- **Reading text**
»»
An ORM lets you write fairly complex database queries without understanding the underlying SQL. It is its best feature and the greatest sin at the same time.
Below I present a list of tools and techniques I use to tackle database queries in web apps. Getting familiar with them can help you understand SQL on a much lower level than an ORM API.
Track down performance bottlenecks
I usually use pg-extras-rs and PgHero to track down query bottlenecks in my applications.
PG Extras
pg-extras-rs is a Rust crate and CLI that provides insights into PostgreSQL internals. It offers the same features as the Heroku PG Extras plugin, for apps that are not using the default Heroku PostgreSQL plugin (implementations for other languages are also available). You can read this blog post for a detailed step-by-step tutorial on how to use PG Extras to identify and fix PostgreSQL issues.
PgHero
You can hook up PgHero to your production application to gain powerful insights into your database queries performance. One downside is that it does not indicate from which places in your application code the queries originate.
A great feature is that it automatically warns you about slow queries. What’s more, it lets you run EXPLAIN and ANALYZE straight from the interface without having to access the database CLI.
One trick you could use here is to enable SQL statement logging in your app. With Rust and sqlx, executed queries are logged automatically when you enable debug level logs. Alternatively, you can make PostgreSQL itself log queries by tweaking the log_min_duration_statement setting.
You can later copy the resulting SQL logs (you need to change $1 etc. into argument values manually) to Pg Hero interface:
An advantage of automatic logs is that whenever your code runs a database query you can see its SQL without explicitly generating it.
««
- **Tasks and exercises**
a - According to the database queries text, what is one downside of PgHero?
b - List every PostgreSQL command and configuration setting named in the database queries text.
The records are unrelated to the text and aren't used.

- **Provided material**
»»
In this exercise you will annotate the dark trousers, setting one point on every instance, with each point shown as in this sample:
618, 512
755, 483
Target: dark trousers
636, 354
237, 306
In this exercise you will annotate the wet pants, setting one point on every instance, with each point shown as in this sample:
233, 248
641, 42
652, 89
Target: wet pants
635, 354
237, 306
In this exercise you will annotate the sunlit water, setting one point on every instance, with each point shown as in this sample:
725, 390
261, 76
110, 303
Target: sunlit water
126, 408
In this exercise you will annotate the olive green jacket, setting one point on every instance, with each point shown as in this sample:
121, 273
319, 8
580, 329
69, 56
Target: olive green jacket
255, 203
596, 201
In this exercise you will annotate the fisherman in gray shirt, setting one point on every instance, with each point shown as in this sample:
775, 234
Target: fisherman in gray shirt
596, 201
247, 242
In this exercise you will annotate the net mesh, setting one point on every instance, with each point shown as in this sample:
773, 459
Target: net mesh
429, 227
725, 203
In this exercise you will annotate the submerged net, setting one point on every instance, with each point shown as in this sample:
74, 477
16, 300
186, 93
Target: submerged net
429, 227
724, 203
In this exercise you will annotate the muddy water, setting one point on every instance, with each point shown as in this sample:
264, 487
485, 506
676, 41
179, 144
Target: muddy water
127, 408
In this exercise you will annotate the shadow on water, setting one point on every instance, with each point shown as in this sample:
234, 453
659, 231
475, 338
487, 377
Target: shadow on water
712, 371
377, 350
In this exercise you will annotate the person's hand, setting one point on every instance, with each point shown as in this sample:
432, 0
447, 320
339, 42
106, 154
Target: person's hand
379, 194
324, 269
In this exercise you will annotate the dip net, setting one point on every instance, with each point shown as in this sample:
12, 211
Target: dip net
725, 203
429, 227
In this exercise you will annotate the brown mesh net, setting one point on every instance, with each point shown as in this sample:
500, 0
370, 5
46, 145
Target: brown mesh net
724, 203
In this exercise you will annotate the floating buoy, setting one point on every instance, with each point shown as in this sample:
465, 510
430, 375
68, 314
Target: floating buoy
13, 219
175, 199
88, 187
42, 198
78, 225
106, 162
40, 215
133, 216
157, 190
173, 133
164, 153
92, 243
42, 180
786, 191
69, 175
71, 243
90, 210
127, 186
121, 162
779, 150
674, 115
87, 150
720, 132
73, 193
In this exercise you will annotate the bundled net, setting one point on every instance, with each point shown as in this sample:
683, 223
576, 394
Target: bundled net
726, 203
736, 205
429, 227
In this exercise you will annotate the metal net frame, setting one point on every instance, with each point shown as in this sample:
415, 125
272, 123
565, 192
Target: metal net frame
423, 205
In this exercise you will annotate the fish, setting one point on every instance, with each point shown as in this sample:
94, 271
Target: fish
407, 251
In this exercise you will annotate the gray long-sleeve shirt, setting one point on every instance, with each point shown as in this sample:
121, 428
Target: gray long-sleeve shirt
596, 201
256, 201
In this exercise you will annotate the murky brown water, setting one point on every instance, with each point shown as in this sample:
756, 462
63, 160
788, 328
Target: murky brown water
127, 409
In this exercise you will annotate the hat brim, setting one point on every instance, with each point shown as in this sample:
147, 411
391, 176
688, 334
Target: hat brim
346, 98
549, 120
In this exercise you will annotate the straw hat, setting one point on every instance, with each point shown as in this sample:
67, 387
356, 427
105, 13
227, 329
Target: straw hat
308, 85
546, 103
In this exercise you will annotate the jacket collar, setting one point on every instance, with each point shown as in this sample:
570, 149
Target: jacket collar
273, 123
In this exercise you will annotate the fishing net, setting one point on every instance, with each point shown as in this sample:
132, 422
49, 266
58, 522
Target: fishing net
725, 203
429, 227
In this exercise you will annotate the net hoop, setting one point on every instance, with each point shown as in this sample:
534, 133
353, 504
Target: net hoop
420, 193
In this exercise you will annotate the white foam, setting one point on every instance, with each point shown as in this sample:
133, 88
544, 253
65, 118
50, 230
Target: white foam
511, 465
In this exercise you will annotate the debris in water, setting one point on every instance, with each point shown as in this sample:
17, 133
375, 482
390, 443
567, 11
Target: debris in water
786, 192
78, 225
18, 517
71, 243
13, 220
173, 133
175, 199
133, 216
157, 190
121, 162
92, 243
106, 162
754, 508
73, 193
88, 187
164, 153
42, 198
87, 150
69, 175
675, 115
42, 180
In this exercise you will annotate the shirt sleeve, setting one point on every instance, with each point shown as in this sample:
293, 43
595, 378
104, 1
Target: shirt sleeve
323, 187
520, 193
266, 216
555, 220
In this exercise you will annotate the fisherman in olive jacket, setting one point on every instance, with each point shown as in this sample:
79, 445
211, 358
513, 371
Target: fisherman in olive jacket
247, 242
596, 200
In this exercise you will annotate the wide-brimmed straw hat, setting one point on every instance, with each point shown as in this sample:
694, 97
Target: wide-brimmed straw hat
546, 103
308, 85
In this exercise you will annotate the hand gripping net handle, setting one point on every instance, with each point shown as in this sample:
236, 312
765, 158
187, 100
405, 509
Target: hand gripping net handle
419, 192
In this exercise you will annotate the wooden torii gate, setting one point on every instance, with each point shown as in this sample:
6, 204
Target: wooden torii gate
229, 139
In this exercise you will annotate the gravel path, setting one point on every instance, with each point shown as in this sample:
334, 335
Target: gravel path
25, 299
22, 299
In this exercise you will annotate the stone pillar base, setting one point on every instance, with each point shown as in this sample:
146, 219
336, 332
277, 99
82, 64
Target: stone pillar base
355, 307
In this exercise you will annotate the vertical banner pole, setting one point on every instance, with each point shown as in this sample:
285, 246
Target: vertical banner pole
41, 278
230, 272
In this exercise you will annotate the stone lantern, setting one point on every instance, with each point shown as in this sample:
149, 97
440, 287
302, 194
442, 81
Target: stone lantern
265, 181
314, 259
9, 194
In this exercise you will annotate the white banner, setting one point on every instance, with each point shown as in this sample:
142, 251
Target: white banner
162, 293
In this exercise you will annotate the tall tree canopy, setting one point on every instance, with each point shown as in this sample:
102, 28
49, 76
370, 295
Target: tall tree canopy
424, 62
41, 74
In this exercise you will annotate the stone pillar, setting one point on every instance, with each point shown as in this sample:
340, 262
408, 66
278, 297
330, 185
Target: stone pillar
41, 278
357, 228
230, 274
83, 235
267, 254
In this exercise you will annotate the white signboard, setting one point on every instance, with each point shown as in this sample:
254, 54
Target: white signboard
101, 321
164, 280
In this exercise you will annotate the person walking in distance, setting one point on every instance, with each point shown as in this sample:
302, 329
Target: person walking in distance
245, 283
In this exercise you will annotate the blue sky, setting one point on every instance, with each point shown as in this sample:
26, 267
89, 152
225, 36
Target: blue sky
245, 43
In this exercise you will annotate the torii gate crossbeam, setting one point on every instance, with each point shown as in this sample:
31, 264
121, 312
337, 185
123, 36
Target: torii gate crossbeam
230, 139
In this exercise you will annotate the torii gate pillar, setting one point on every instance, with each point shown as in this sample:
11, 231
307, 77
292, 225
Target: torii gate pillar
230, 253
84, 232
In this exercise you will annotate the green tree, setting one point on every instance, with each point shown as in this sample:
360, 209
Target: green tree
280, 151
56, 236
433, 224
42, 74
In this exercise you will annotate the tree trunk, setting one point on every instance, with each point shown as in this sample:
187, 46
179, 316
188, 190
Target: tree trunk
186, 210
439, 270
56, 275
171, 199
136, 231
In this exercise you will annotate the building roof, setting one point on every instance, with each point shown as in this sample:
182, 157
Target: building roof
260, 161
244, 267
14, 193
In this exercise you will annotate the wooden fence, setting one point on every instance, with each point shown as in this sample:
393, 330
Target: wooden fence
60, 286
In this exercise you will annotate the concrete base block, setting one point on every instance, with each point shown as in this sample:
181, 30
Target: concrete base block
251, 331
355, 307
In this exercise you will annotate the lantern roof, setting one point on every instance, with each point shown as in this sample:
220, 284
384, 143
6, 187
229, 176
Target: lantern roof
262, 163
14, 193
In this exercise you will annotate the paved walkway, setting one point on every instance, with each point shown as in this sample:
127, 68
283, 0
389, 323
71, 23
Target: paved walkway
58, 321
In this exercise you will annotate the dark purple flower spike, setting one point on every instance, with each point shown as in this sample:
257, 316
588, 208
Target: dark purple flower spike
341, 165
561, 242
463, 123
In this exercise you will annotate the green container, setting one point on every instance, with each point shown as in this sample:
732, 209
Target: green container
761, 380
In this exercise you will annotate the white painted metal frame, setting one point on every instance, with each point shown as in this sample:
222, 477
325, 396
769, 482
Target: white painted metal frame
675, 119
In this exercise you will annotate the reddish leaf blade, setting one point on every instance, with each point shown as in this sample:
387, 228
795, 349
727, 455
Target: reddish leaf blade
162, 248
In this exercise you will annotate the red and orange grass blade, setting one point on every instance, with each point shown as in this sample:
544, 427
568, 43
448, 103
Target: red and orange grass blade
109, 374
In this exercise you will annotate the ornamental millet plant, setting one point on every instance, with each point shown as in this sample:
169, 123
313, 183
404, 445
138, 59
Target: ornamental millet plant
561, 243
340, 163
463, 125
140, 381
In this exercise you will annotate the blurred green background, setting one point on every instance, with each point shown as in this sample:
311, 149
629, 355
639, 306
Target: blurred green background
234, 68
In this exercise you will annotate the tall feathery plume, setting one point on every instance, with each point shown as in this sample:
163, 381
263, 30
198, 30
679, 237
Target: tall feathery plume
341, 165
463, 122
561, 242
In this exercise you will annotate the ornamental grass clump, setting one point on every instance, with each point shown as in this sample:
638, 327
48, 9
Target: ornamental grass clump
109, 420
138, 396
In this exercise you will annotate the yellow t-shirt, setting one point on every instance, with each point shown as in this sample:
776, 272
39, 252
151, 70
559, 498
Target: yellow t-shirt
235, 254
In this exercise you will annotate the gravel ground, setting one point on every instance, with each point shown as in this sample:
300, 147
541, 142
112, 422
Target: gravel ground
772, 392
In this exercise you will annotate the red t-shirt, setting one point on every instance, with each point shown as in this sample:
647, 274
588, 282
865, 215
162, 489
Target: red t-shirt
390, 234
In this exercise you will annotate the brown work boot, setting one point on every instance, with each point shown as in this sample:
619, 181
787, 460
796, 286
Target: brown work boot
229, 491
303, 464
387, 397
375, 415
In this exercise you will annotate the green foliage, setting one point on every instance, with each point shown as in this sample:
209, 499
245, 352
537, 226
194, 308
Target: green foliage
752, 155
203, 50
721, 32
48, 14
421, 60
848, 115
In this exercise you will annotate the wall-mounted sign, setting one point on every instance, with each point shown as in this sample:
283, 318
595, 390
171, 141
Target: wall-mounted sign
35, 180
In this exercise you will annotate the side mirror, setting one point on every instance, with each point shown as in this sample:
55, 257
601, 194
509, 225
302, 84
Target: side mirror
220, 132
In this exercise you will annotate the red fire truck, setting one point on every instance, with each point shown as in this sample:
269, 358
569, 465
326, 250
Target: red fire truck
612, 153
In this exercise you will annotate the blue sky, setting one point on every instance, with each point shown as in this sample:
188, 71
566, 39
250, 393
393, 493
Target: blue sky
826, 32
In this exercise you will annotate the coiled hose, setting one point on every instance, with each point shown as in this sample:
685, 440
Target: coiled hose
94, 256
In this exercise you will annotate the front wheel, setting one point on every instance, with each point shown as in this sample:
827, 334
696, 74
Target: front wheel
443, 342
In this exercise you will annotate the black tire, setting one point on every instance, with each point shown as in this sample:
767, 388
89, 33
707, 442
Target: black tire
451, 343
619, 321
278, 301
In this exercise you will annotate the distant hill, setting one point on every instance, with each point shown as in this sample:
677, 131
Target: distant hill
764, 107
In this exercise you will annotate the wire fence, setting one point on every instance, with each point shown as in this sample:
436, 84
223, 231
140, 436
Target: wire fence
««
- **Answers for this exercise**
a - It does not indicate from which places in your application code the queries originate.

b - EXPLAIN, ANALYZE, log_min_duration_statement